Excerpts from labeled region data:
Begin

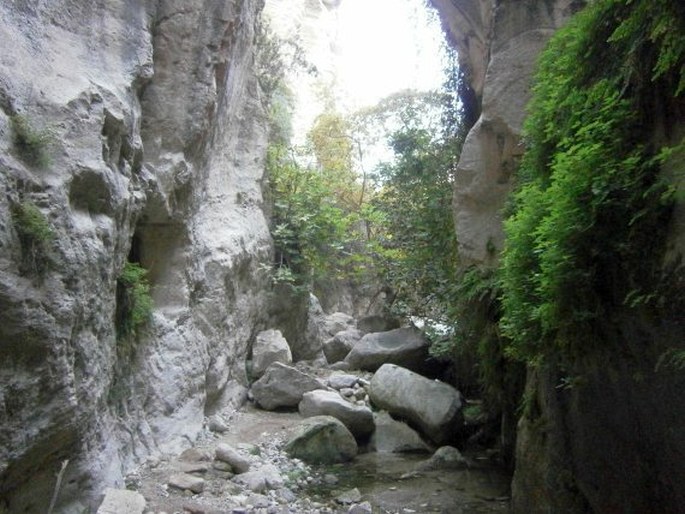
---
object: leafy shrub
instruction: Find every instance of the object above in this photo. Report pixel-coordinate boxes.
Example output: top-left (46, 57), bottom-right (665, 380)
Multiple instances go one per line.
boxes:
top-left (11, 201), bottom-right (55, 274)
top-left (501, 0), bottom-right (685, 362)
top-left (116, 262), bottom-right (152, 339)
top-left (10, 114), bottom-right (52, 168)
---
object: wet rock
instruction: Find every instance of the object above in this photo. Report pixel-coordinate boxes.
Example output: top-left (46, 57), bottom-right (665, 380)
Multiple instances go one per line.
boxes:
top-left (328, 361), bottom-right (352, 371)
top-left (369, 364), bottom-right (463, 444)
top-left (172, 461), bottom-right (209, 473)
top-left (328, 373), bottom-right (359, 390)
top-left (215, 444), bottom-right (250, 474)
top-left (370, 412), bottom-right (431, 453)
top-left (207, 414), bottom-right (228, 434)
top-left (97, 488), bottom-right (145, 514)
top-left (347, 502), bottom-right (373, 514)
top-left (285, 416), bottom-right (358, 464)
top-left (169, 473), bottom-right (205, 494)
top-left (417, 446), bottom-right (472, 471)
top-left (357, 315), bottom-right (400, 334)
top-left (251, 363), bottom-right (326, 410)
top-left (298, 390), bottom-right (375, 439)
top-left (178, 448), bottom-right (212, 462)
top-left (323, 328), bottom-right (364, 364)
top-left (335, 487), bottom-right (362, 505)
top-left (345, 328), bottom-right (429, 372)
top-left (252, 330), bottom-right (293, 378)
top-left (233, 464), bottom-right (285, 493)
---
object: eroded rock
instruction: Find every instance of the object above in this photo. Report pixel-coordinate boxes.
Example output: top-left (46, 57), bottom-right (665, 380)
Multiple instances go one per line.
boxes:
top-left (252, 330), bottom-right (293, 378)
top-left (97, 488), bottom-right (145, 514)
top-left (323, 328), bottom-right (364, 364)
top-left (285, 416), bottom-right (358, 464)
top-left (345, 328), bottom-right (429, 371)
top-left (252, 362), bottom-right (326, 410)
top-left (215, 444), bottom-right (251, 474)
top-left (369, 364), bottom-right (464, 444)
top-left (298, 390), bottom-right (375, 439)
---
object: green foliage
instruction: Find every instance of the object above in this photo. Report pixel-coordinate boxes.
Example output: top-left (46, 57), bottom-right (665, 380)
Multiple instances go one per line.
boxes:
top-left (501, 0), bottom-right (685, 362)
top-left (11, 201), bottom-right (55, 275)
top-left (372, 129), bottom-right (459, 321)
top-left (116, 262), bottom-right (152, 339)
top-left (267, 145), bottom-right (365, 290)
top-left (10, 114), bottom-right (52, 168)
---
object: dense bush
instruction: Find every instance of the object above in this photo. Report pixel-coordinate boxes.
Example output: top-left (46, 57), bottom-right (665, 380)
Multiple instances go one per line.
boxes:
top-left (10, 114), bottom-right (52, 168)
top-left (501, 0), bottom-right (685, 362)
top-left (11, 201), bottom-right (55, 275)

End

Reproduce the data above word for word, leaving out the pictures.

Answer to this problem:
---
object: leafy shrub
instruction: Find every instance of the object above in this photo. Report pixel-coordinate boxes.
Example output: top-left (46, 57), bottom-right (665, 380)
Multiple instances go one per line.
boxes:
top-left (11, 201), bottom-right (55, 274)
top-left (501, 0), bottom-right (685, 362)
top-left (116, 262), bottom-right (152, 339)
top-left (10, 114), bottom-right (52, 168)
---
object: wet rock
instruction: Find every instance of the object above in this photo. Report pixel-coordinate boxes.
Example output: top-left (46, 57), bottom-right (665, 380)
Multiple instances go one per line.
boxes:
top-left (328, 361), bottom-right (352, 371)
top-left (369, 364), bottom-right (463, 444)
top-left (172, 461), bottom-right (209, 473)
top-left (328, 373), bottom-right (359, 390)
top-left (215, 444), bottom-right (250, 474)
top-left (370, 412), bottom-right (431, 453)
top-left (207, 414), bottom-right (228, 434)
top-left (97, 488), bottom-right (145, 514)
top-left (347, 502), bottom-right (373, 514)
top-left (285, 416), bottom-right (358, 464)
top-left (169, 473), bottom-right (205, 494)
top-left (417, 446), bottom-right (472, 471)
top-left (357, 315), bottom-right (400, 334)
top-left (251, 363), bottom-right (326, 410)
top-left (298, 390), bottom-right (375, 439)
top-left (178, 448), bottom-right (212, 462)
top-left (323, 328), bottom-right (364, 364)
top-left (335, 487), bottom-right (362, 505)
top-left (345, 328), bottom-right (429, 372)
top-left (252, 330), bottom-right (293, 378)
top-left (233, 464), bottom-right (285, 493)
---
object: eroded rock
instruction: Find every instance of the object above in this photo. Report pixel-coordinate boxes.
Example output: top-left (46, 57), bottom-right (665, 380)
Multiple instances go one per line.
boxes:
top-left (252, 330), bottom-right (293, 378)
top-left (97, 488), bottom-right (145, 514)
top-left (323, 328), bottom-right (364, 364)
top-left (285, 416), bottom-right (358, 464)
top-left (345, 328), bottom-right (429, 371)
top-left (252, 362), bottom-right (326, 410)
top-left (215, 444), bottom-right (251, 474)
top-left (369, 364), bottom-right (464, 444)
top-left (298, 390), bottom-right (375, 439)
---
object: green foliage
instruction: Find every instance of the object above in this photo. Report pixel-coordinate boxes.
Example output: top-left (46, 57), bottom-right (665, 380)
Multiple instances go one per line.
boxes:
top-left (501, 0), bottom-right (685, 362)
top-left (11, 201), bottom-right (55, 275)
top-left (372, 129), bottom-right (459, 321)
top-left (116, 262), bottom-right (152, 339)
top-left (267, 145), bottom-right (365, 290)
top-left (10, 114), bottom-right (52, 168)
---
object: dense bush
instruction: Find every instance of the object above in this photo. Report pixel-coordinate boxes.
Example output: top-left (46, 57), bottom-right (665, 380)
Multiple instances go one per line.
boxes:
top-left (10, 114), bottom-right (52, 168)
top-left (501, 0), bottom-right (685, 362)
top-left (11, 201), bottom-right (55, 275)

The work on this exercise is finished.